(Coordinate labeling data)
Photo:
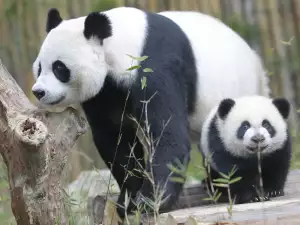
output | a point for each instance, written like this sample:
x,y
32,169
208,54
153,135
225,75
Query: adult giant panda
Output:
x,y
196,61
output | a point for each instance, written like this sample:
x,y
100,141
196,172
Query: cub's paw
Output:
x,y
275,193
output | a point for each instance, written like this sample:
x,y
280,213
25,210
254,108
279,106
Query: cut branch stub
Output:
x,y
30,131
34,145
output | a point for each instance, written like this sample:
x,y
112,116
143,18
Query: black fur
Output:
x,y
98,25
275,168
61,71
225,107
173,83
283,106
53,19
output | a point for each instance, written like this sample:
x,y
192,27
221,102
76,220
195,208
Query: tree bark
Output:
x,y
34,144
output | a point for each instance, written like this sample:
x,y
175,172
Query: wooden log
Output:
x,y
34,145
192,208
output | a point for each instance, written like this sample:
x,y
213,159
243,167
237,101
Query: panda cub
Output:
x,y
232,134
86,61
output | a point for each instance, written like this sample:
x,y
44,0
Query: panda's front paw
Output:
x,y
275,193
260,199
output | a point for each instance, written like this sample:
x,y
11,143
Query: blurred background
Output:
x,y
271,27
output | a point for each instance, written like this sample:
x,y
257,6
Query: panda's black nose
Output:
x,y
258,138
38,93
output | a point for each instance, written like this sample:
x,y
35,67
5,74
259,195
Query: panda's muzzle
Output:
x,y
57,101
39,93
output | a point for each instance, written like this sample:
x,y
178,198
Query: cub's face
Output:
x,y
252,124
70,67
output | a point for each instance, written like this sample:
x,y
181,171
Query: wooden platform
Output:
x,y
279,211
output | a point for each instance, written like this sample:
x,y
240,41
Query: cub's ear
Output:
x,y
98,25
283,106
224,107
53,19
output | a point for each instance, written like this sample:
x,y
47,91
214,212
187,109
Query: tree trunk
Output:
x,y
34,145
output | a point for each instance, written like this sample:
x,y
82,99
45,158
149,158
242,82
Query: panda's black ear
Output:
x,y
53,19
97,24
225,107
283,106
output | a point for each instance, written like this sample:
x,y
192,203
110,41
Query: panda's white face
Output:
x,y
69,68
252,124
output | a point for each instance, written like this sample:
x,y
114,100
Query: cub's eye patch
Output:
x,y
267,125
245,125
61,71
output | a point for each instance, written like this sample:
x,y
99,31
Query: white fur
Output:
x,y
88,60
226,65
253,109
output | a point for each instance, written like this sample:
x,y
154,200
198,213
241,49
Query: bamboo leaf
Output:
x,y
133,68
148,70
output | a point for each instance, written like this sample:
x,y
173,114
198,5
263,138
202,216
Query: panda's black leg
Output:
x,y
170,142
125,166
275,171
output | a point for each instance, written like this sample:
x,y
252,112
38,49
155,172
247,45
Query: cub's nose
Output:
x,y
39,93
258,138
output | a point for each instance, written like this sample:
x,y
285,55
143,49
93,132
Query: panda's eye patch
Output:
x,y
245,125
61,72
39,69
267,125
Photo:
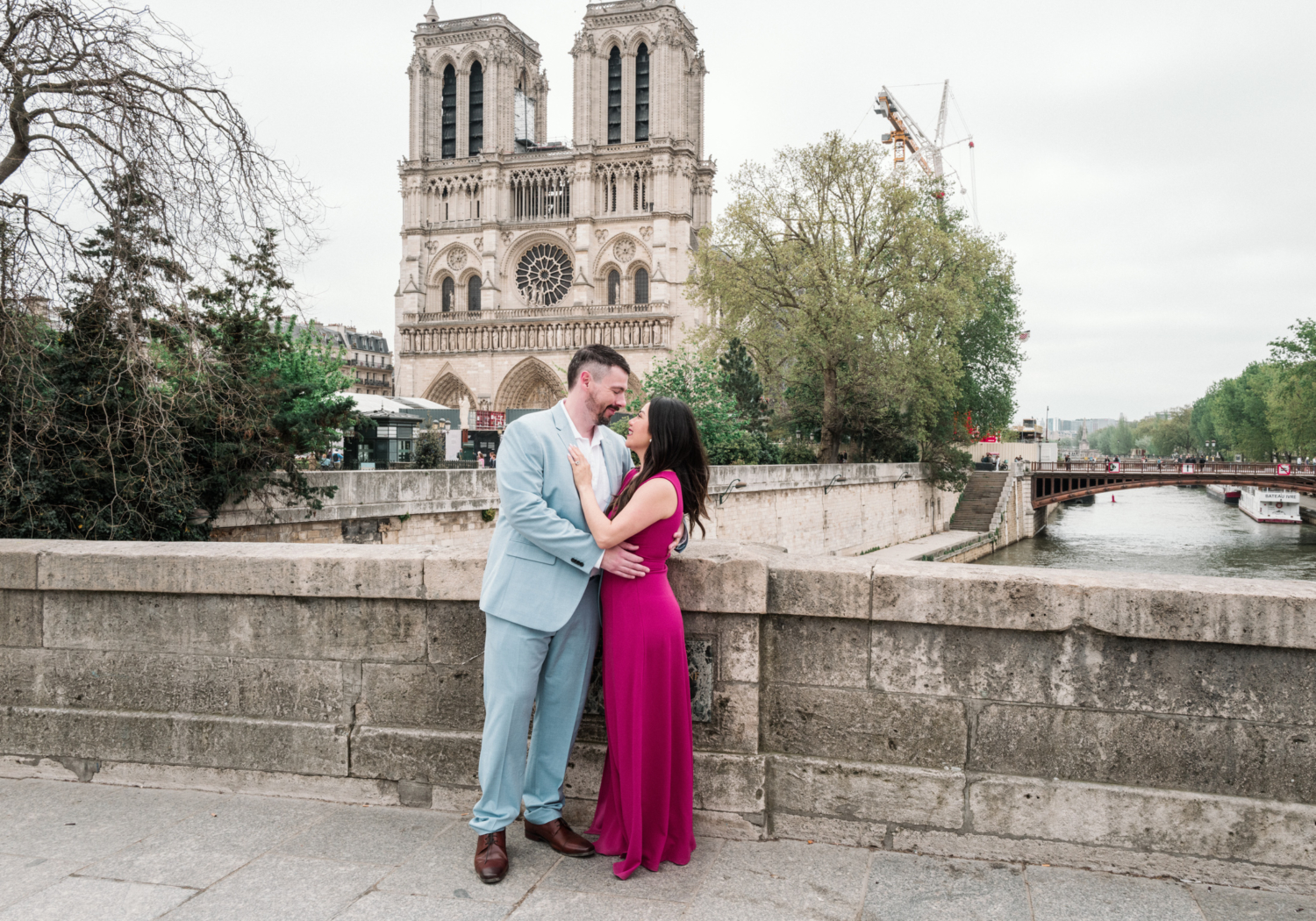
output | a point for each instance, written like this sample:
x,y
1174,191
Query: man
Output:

== STATED PROBLEM ==
Transcribe all the data word for word; the images stay out.

== EXERCISE RESULT ==
Photo:
output | a point for each instance, written like this sample:
x,y
32,169
208,54
153,135
225,75
Query: adult giant panda
Output:
x,y
196,61
output | a point for each instance, written like this sample:
x,y
100,141
196,172
Query: cub's paw
Output:
x,y
275,193
output | a point for each instance, written like this sample:
x,y
280,213
25,210
254,108
279,106
Query: cut branch stub
Output:
x,y
30,131
34,145
output | a point for each instance, written like this sample:
x,y
112,116
143,18
Query: black fur
Output:
x,y
98,25
275,168
61,71
225,107
173,83
283,106
53,19
output | a point for each instance, written like this sample:
x,y
192,27
221,102
76,220
195,208
Query: tree bark
Output:
x,y
34,144
output | a point for each instance, written like this sample:
x,y
175,172
Query: wooden log
Output:
x,y
34,145
192,208
output | a point for each instance, written like this sample:
x,y
213,159
243,167
237,101
Query: panda cub
Output:
x,y
232,134
86,61
output | a point for each instance, written like this sample:
x,y
44,0
Query: panda's front paw
Output:
x,y
275,193
260,199
output | a point for each instance, written like this sample:
x,y
11,143
Query: blurred background
Output:
x,y
271,27
output | a point for each instance, written like this sample:
x,y
257,6
Query: panda's black nose
Output:
x,y
258,138
38,93
output | a point for each instance, written like this sample:
x,y
35,67
5,74
259,195
Query: panda's muzzle
Output:
x,y
57,101
39,93
output | a point for each instance, written like this sample:
x,y
178,198
Query: cub's face
Output:
x,y
252,124
70,67
output | a point for each instance, written like this sample:
x,y
181,171
Query: wooden platform
Output:
x,y
279,211
output | a point for each instance, written like this sample:
x,y
240,41
Query: cub's ear
Output:
x,y
98,25
283,106
224,107
53,19
output | a point for each instance, written like this sample:
x,y
47,91
214,212
187,109
Query: tree trunk
Output:
x,y
34,145
output | a point for each instance, written like this sample:
x,y
82,99
45,158
149,158
242,82
Query: panda's black ear
Output:
x,y
53,19
97,24
225,107
283,106
output | a point for each instance, written like this sample:
x,y
192,203
110,41
Query: panda's white face
Output:
x,y
69,68
252,124
output | a point for each instance, written like this sample:
x,y
114,100
Query: cub's eye patch
Output:
x,y
267,125
245,125
61,71
output | a point for each instance, written like this sample:
x,y
99,31
Query: white fur
Output:
x,y
88,60
226,65
253,109
output | a point for each instance, written like this sample:
x,y
154,200
198,213
241,49
Query: bamboo leaf
Output:
x,y
133,68
148,70
output | a point for each instance, written like this sample:
x,y
173,114
198,5
263,138
202,216
Query: panda's black leg
Output:
x,y
170,142
125,166
275,171
output | a point for each instance, written like this sample:
x,y
252,112
38,49
155,172
247,45
Query: cub's nose
Output:
x,y
39,93
258,138
output | a point for each instance, written like this sample:
x,y
285,55
143,49
93,132
Query: panda's eye patch
Output:
x,y
245,125
61,72
39,69
267,125
Photo:
output | a point for each instance, written like this sample:
x,y
1174,191
Query: man
Output:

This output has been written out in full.